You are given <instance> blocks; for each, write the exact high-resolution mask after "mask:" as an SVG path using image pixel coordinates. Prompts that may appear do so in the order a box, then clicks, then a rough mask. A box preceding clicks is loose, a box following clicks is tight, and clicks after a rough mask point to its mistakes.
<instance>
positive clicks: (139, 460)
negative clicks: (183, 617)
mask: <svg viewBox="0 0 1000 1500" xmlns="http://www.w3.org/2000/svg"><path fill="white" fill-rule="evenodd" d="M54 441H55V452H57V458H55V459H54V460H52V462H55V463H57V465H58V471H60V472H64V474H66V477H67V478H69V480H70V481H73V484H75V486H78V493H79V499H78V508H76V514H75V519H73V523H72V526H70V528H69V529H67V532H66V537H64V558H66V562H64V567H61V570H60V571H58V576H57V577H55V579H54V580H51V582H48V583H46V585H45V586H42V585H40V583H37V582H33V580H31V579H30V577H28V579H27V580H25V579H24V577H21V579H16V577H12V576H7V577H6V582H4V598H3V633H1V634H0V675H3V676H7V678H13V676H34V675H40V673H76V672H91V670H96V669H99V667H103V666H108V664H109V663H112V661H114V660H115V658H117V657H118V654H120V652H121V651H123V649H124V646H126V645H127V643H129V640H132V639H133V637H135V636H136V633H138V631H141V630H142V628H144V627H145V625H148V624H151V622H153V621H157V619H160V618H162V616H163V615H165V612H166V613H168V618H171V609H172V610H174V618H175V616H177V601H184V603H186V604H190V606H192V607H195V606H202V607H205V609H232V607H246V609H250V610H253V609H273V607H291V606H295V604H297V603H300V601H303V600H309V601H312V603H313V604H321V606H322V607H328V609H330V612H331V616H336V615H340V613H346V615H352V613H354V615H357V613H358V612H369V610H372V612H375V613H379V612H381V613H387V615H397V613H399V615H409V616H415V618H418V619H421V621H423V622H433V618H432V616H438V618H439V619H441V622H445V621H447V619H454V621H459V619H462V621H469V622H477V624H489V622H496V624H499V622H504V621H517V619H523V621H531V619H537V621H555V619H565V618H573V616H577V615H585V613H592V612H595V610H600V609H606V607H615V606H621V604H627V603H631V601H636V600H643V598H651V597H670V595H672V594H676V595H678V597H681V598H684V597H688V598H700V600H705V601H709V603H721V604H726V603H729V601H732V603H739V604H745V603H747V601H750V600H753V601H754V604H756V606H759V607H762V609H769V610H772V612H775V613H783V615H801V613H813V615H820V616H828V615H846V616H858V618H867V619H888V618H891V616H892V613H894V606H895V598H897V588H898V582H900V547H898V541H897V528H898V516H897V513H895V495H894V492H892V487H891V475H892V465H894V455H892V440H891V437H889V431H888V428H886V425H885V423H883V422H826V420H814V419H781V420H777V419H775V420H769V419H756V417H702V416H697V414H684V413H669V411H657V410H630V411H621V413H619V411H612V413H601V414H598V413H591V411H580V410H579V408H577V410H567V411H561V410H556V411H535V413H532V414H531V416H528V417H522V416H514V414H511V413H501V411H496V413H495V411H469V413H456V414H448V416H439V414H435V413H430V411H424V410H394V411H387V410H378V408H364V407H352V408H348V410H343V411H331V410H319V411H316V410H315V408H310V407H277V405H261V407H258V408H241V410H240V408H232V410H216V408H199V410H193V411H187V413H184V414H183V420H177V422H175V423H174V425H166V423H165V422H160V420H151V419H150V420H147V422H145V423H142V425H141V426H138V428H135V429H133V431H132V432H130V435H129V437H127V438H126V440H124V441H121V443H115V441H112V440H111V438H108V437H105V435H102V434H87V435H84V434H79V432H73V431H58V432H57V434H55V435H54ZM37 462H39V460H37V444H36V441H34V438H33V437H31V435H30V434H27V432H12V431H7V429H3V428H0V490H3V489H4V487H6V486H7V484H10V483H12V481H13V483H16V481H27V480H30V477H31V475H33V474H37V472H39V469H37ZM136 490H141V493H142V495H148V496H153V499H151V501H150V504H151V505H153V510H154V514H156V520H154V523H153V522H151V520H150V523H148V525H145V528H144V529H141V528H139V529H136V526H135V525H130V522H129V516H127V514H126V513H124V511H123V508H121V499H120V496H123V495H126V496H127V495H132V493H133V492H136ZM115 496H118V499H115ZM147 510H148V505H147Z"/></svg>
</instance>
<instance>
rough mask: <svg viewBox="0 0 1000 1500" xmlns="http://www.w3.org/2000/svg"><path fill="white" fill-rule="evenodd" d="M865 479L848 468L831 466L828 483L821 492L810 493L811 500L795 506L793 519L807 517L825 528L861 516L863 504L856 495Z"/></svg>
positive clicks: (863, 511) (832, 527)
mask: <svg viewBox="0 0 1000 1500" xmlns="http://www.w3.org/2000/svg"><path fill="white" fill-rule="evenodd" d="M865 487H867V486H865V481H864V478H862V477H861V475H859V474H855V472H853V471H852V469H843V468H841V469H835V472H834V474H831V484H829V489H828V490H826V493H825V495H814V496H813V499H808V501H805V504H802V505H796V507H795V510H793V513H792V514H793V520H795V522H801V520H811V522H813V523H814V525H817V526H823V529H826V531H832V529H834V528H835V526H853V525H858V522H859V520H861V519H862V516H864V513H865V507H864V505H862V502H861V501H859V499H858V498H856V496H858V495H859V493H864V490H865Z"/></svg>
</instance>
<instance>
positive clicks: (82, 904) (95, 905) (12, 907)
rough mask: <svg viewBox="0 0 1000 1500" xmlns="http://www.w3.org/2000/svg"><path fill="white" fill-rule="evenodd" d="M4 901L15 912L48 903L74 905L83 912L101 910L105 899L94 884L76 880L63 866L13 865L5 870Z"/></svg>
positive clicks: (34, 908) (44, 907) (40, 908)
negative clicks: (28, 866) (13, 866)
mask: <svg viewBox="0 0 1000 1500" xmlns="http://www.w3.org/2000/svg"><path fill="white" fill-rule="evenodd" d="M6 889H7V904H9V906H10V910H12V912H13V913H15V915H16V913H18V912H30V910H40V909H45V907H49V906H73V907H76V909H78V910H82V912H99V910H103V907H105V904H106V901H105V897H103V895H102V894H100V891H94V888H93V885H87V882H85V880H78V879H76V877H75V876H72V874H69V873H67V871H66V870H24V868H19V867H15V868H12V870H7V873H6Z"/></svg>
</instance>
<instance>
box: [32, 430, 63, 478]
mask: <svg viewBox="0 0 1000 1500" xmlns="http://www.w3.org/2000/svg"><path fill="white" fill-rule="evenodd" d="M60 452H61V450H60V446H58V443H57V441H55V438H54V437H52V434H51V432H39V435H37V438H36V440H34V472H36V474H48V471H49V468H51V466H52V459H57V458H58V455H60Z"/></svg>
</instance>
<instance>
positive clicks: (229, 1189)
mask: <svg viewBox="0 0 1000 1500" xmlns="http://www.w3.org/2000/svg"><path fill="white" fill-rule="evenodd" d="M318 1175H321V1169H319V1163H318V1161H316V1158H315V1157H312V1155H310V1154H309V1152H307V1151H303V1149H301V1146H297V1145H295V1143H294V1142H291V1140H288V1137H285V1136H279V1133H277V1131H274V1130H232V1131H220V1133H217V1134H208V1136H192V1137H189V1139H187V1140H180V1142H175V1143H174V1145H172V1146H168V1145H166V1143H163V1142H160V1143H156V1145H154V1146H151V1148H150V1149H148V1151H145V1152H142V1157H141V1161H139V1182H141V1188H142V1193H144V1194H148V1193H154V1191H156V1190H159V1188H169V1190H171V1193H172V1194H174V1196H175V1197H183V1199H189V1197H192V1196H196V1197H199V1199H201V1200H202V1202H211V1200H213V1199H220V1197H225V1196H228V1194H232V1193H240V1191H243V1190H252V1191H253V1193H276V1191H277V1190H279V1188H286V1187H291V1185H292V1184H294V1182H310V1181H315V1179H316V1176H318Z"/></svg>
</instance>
------------------------------------------------
What the exercise asks: Restate every record exactly, leaving nothing out.

Output for this task:
You are given <instance> blocks; for each, write the exact high-resolution mask after "mask:" as an SVG path using image pixel coordinates. Prompts that may appear do so in the order a box, then clicks, then a rough mask. A box preceding clicks is loose, a box following clicks is tight, and clicks after a rough mask point to its mistakes.
<instance>
positive clicks: (139, 460)
negative clicks: (183, 617)
mask: <svg viewBox="0 0 1000 1500" xmlns="http://www.w3.org/2000/svg"><path fill="white" fill-rule="evenodd" d="M54 441H55V452H57V458H55V459H54V460H52V462H55V463H57V465H58V471H60V472H64V474H66V477H67V478H69V480H70V481H73V484H75V486H78V493H79V499H78V508H76V514H75V519H73V523H72V526H70V528H69V529H67V532H66V537H64V558H66V562H64V567H61V570H60V571H58V576H57V577H55V579H54V580H51V582H48V583H46V585H45V586H42V585H40V583H37V582H33V580H31V579H30V577H28V579H27V580H25V579H24V577H21V579H16V577H12V576H7V577H6V582H4V598H3V633H1V634H0V675H3V676H7V678H13V676H34V675H40V673H76V672H91V670H96V669H99V667H103V666H108V664H109V663H112V661H114V660H115V658H117V657H118V654H120V652H121V651H123V649H124V646H126V645H127V643H129V640H132V639H133V637H135V636H136V633H138V631H141V630H142V628H144V627H145V625H148V624H151V622H153V621H157V619H160V618H162V616H163V615H165V612H166V613H168V618H171V609H172V610H174V618H175V616H177V601H184V603H186V604H190V606H192V607H195V606H202V607H205V609H232V607H246V609H250V610H253V609H273V607H291V606H295V604H297V603H300V601H303V600H309V601H312V603H313V604H321V606H322V607H328V609H330V612H331V616H336V615H340V613H346V615H352V613H354V615H357V613H358V612H369V610H372V612H375V613H379V612H381V613H387V615H397V613H399V615H409V616H415V618H418V619H421V621H423V622H433V618H432V616H438V618H439V619H441V622H445V621H447V619H454V621H459V619H462V621H469V622H477V624H489V622H496V624H499V622H504V621H517V619H523V621H531V619H537V621H555V619H565V618H573V616H577V615H585V613H592V612H595V610H600V609H606V607H615V606H621V604H627V603H631V601H636V600H643V598H651V597H670V595H672V594H676V595H678V597H681V598H684V597H688V598H700V600H705V601H709V603H721V604H726V603H729V601H732V603H739V604H745V603H747V601H750V600H753V601H754V604H756V606H759V607H762V609H769V610H772V612H775V613H783V615H801V613H813V615H820V616H828V615H846V616H858V618H867V619H888V618H891V616H892V613H894V606H895V598H897V588H898V582H900V547H898V541H897V528H898V516H897V513H895V495H894V492H892V487H891V475H892V465H894V455H892V440H891V437H889V431H888V428H886V425H885V423H883V422H826V420H814V419H781V420H777V419H775V420H769V419H756V417H702V416H697V414H684V413H669V411H657V410H630V411H621V413H619V411H612V413H601V414H598V413H591V411H580V410H579V408H577V410H567V411H561V410H556V411H535V413H532V414H531V416H528V417H522V416H514V414H511V413H501V411H496V413H495V411H469V413H456V414H448V416H439V414H435V413H430V411H424V410H394V411H387V410H378V408H364V407H352V408H348V410H343V411H331V410H319V411H316V410H315V408H310V407H277V405H261V407H258V408H241V410H240V408H232V410H216V408H199V410H193V411H187V413H184V414H183V420H177V422H175V423H174V425H166V423H165V422H160V420H151V419H150V420H147V422H145V423H142V425H141V426H138V428H135V429H133V431H132V432H130V435H129V437H127V438H126V440H124V441H121V443H115V441H112V440H111V438H108V437H105V435H102V434H87V435H84V434H79V432H73V431H58V432H57V434H55V435H54ZM37 462H39V460H37V444H36V441H34V438H33V437H31V435H30V434H27V432H12V431H7V429H3V428H0V490H3V489H4V487H6V486H7V484H10V483H12V481H13V483H16V481H27V480H30V477H31V475H33V474H37V472H39V469H37ZM136 490H141V493H142V495H148V496H153V499H151V501H150V504H151V505H153V510H154V514H156V520H154V523H153V522H151V520H150V523H148V525H145V528H144V529H141V528H139V529H136V526H135V525H130V522H129V516H127V514H126V513H124V511H123V508H121V499H120V496H123V495H126V496H127V495H132V493H133V492H136ZM115 496H118V499H115ZM147 510H148V505H147Z"/></svg>
</instance>
<instance>
rough mask: <svg viewBox="0 0 1000 1500" xmlns="http://www.w3.org/2000/svg"><path fill="white" fill-rule="evenodd" d="M865 479L848 468L831 466L828 483L821 492L810 493L811 500L795 506L793 519L807 517L825 528L861 516L863 504L856 495Z"/></svg>
positive clicks: (863, 511) (832, 527)
mask: <svg viewBox="0 0 1000 1500" xmlns="http://www.w3.org/2000/svg"><path fill="white" fill-rule="evenodd" d="M865 487H867V486H865V481H864V478H862V477H861V475H859V474H855V472H853V471H852V469H843V468H841V469H835V472H834V474H831V484H829V489H828V490H826V493H825V495H814V496H813V499H808V501H805V504H802V505H796V507H795V510H793V513H792V514H793V520H795V522H801V520H811V522H813V523H814V525H817V526H823V529H826V531H832V529H834V528H835V526H853V525H858V522H859V520H861V519H862V516H864V513H865V507H864V505H862V502H861V501H859V499H858V498H856V496H858V495H859V493H864V490H865Z"/></svg>
</instance>
<instance>
positive clicks: (82, 904) (95, 905) (12, 907)
rough mask: <svg viewBox="0 0 1000 1500" xmlns="http://www.w3.org/2000/svg"><path fill="white" fill-rule="evenodd" d="M4 901L15 912L48 903L74 905L83 912L101 910L105 899L94 884L76 880L63 866L13 865L5 870Z"/></svg>
positive clicks: (34, 908) (44, 907) (40, 908)
negative clicks: (28, 866) (13, 866)
mask: <svg viewBox="0 0 1000 1500" xmlns="http://www.w3.org/2000/svg"><path fill="white" fill-rule="evenodd" d="M6 889H7V904H9V906H10V910H12V912H13V913H15V915H16V913H18V912H30V910H40V909H45V907H49V906H73V907H76V909H78V910H82V912H99V910H103V907H105V904H106V901H105V897H103V895H102V894H100V891H94V888H93V885H87V882H85V880H78V879H76V877H75V876H72V874H69V873H67V871H66V870H24V868H19V867H15V868H12V870H7V873H6Z"/></svg>
</instance>
<instance>
box: [32, 430, 63, 478]
mask: <svg viewBox="0 0 1000 1500" xmlns="http://www.w3.org/2000/svg"><path fill="white" fill-rule="evenodd" d="M60 452H61V450H60V446H58V443H57V441H55V438H54V437H52V434H51V432H39V435H37V438H36V440H34V472H36V474H48V471H49V468H51V466H52V459H57V458H58V455H60Z"/></svg>
</instance>
<instance>
positive clicks: (229, 1189)
mask: <svg viewBox="0 0 1000 1500" xmlns="http://www.w3.org/2000/svg"><path fill="white" fill-rule="evenodd" d="M318 1175H321V1169H319V1163H318V1161H316V1158H315V1157H312V1155H310V1154H309V1152H307V1151H303V1149H301V1146H297V1145H295V1143H294V1142H291V1140H288V1137H285V1136H279V1133H277V1131H274V1130H232V1131H220V1133H217V1134H208V1136H192V1137H189V1139H187V1140H180V1142H175V1143H174V1145H172V1146H168V1145H166V1143H163V1142H160V1143H156V1145H154V1146H151V1148H150V1149H148V1151H145V1152H142V1157H141V1161H139V1182H141V1188H142V1193H144V1194H148V1193H154V1191H156V1190H159V1188H169V1190H171V1193H172V1194H174V1196H175V1197H183V1199H189V1197H192V1196H196V1197H199V1199H201V1200H202V1202H211V1200H213V1199H220V1197H225V1196H228V1194H232V1193H240V1191H243V1190H252V1191H253V1193H276V1191H277V1190H279V1188H286V1187H291V1185H292V1184H294V1182H310V1181H315V1179H316V1176H318Z"/></svg>
</instance>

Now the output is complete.